───── PROVIDED RECORDS ─────

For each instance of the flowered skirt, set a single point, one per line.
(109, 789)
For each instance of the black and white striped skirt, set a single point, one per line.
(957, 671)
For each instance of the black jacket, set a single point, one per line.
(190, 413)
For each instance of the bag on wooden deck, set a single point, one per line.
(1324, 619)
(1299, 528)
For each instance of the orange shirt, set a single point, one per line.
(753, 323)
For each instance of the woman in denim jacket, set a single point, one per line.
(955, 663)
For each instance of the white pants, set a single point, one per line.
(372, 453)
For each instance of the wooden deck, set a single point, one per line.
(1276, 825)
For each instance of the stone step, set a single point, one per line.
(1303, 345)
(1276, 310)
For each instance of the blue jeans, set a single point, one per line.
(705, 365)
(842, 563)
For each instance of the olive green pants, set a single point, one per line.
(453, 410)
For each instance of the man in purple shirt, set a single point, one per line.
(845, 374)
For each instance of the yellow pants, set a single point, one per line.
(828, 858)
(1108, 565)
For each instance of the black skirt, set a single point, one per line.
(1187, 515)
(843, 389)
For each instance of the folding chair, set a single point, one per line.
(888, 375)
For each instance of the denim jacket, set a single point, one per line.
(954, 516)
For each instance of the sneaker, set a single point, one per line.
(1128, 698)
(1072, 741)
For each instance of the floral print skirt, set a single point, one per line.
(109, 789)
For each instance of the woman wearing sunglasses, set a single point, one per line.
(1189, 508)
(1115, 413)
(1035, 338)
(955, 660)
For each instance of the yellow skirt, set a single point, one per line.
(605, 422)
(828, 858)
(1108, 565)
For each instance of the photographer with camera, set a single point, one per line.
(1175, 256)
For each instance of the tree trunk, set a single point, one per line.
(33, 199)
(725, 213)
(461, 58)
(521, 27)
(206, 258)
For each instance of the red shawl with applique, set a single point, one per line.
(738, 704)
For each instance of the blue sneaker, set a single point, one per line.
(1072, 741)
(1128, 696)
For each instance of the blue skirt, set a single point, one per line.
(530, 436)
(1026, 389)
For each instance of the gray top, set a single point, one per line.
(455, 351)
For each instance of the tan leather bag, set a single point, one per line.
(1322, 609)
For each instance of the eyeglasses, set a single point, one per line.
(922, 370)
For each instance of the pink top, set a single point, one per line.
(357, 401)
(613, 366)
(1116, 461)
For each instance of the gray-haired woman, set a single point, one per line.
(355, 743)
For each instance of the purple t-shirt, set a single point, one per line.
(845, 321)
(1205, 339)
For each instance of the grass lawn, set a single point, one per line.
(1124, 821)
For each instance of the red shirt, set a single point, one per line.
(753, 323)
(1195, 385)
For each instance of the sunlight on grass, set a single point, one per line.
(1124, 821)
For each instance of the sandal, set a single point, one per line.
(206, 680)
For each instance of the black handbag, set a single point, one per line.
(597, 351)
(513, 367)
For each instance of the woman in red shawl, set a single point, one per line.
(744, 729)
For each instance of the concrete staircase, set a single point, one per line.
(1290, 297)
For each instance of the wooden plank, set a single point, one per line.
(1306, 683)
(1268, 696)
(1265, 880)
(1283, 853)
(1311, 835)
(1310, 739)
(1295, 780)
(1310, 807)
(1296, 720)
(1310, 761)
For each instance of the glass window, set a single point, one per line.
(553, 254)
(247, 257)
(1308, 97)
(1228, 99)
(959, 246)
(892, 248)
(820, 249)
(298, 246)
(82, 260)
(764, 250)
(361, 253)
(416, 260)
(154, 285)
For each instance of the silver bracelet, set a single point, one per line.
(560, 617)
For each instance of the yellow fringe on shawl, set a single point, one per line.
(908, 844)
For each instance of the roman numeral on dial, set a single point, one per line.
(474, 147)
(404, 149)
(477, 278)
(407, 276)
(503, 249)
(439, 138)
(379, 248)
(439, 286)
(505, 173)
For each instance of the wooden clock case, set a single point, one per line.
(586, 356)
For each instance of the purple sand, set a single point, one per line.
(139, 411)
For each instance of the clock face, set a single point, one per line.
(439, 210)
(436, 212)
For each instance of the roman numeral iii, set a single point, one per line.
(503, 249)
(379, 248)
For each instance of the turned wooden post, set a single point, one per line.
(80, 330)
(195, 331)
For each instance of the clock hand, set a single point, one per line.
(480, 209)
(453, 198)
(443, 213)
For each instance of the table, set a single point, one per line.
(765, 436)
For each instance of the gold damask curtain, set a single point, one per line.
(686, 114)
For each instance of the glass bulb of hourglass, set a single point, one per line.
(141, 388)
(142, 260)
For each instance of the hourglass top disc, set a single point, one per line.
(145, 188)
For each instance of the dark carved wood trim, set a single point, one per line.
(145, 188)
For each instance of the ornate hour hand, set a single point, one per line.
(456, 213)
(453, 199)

─────

TO DO.
Reproduce the whole listing verbatim, leaving every line as it was.

SOLUTION.
For each instance of the flowered skirt, set a single point, one per line.
(109, 789)
For each instance of the black and white striped skirt, set a single point, one per line.
(957, 671)
For each instance of the black jacket, set a single point, one per line.
(190, 413)
For each instance of the bag on wooden deck, set a single point, one per line.
(1324, 619)
(1299, 528)
For each instance of the orange shirt, set a single point, one per line.
(753, 323)
For each instance of the woman in denim jacket, set a single point, one per line.
(955, 663)
For each instance of the white pants, set a single point, one per line.
(372, 453)
For each instance of the wooden deck, set a single point, one per line.
(1276, 825)
For each instance of the stone step, set a single point, one per line.
(1303, 345)
(1276, 310)
For each instance of the blue jeans, set a single point, one per line.
(705, 365)
(842, 563)
For each instance of the olive green pants, set a single point, one per line.
(453, 410)
For each instance of the man in purple shirt, set a single point, one per line.
(845, 374)
For each instance of the yellow pants, set a single point, one per line.
(828, 858)
(1108, 565)
For each instance of the black skirt, set a single point, one per line.
(1187, 515)
(843, 389)
For each instance of the folding chair, set a single point, one per line.
(888, 375)
For each instance of the denim jacket, set a single point, one per line.
(954, 516)
For each instance of the sneaker, set a single point, one per line.
(1128, 698)
(1072, 741)
For each instance of the floral print skirt, set a single point, one per line.
(109, 789)
For each instance of the woman wearing sunglasses, set a single point, one per line.
(1189, 508)
(1115, 413)
(1035, 338)
(955, 660)
For each instance of the yellow skirt, set a single point, one per line.
(605, 422)
(828, 858)
(1108, 565)
For each instance of the photographer with camera, set a single point, one per line.
(1175, 256)
For each instance of the tree trunk, set a single point, one per line.
(33, 199)
(725, 213)
(461, 58)
(521, 27)
(206, 258)
For each instance of the red shawl with applique, set a single point, one per line.
(738, 704)
For each instance of the blue sneaker, set a single point, one per line.
(1072, 741)
(1128, 696)
For each instance of the blue skirt, set a single point, one per line.
(530, 436)
(1026, 389)
For each instance of the gray top, set a single point, one per line.
(455, 351)
For each instance of the tan leather bag, set a single point, one per line.
(1322, 609)
For each instance of the eyeglasses, set a single point, one per line.
(922, 370)
For each instance of the pink top, set a single point, one per line.
(357, 401)
(613, 366)
(1116, 461)
For each instance of the gray-haired woman, set a single point, one per line.
(355, 743)
For each instance of the purple t-shirt, set a single point, one per line.
(845, 321)
(1205, 339)
For each instance of the grass lawn, set a single point, one per line.
(1124, 821)
For each instance of the red shirt, set a single point, one per line.
(753, 323)
(1195, 385)
For each instance of the sunlight on grass, set a single point, one per line.
(1124, 821)
For each instance of the sandal, set a single point, one per line.
(206, 680)
For each instance of the black handbag, set a single point, one per line.
(597, 351)
(513, 367)
For each instance of the woman in red shawl, set a single point, one per line.
(744, 729)
For each instance of the concrete staircase, set a single point, one per line.
(1290, 297)
For each instance of the wooden plank, set a single point, one per line.
(1306, 683)
(1268, 696)
(1265, 880)
(1283, 853)
(1311, 835)
(1310, 739)
(1295, 780)
(1310, 807)
(1296, 720)
(1310, 761)
For each instance of the glass window, set a single point, one per line.
(553, 254)
(247, 257)
(1308, 97)
(1228, 99)
(959, 246)
(892, 248)
(820, 249)
(298, 246)
(82, 260)
(764, 250)
(361, 253)
(416, 260)
(154, 285)
For each instance of the silver bracelet, set a single point, one per line.
(560, 617)
For each instance of the yellow fringe on shawl, set a single point, one per line.
(908, 844)
For each instance of the roman numeral on dial, set a single point, one per line.
(474, 147)
(404, 149)
(477, 278)
(407, 276)
(503, 249)
(439, 138)
(379, 248)
(439, 286)
(505, 173)
For each instance of the wooden clock case, set a single point, one per line.
(586, 356)
For each instance of the purple sand, set a single point, one per line.
(139, 411)
For each instance of the clock face, set a single point, one per line.
(439, 210)
(436, 212)
For each instance of the roman numeral iii, set a single point, one per line.
(503, 249)
(379, 248)
For each instance of the turned wooden post, set a single point, one per line.
(80, 330)
(195, 331)
For each instance of the clock hand, set a single point, one per line.
(480, 209)
(453, 198)
(443, 213)
For each instance of the table, set a single point, one per line.
(765, 436)
For each instance of the gold damask curtain, set a single point, one per line.
(686, 114)
For each instance of the glass bulb of hourglass, set a single point, one per line.
(141, 388)
(142, 260)
For each instance of the hourglass top disc, set a single point, one per line.
(145, 188)
For each instance of the dark carved wood trim, set a single point, one per line.
(145, 188)
For each instance of the ornate hour hand, set a single point, one per line.
(456, 213)
(453, 199)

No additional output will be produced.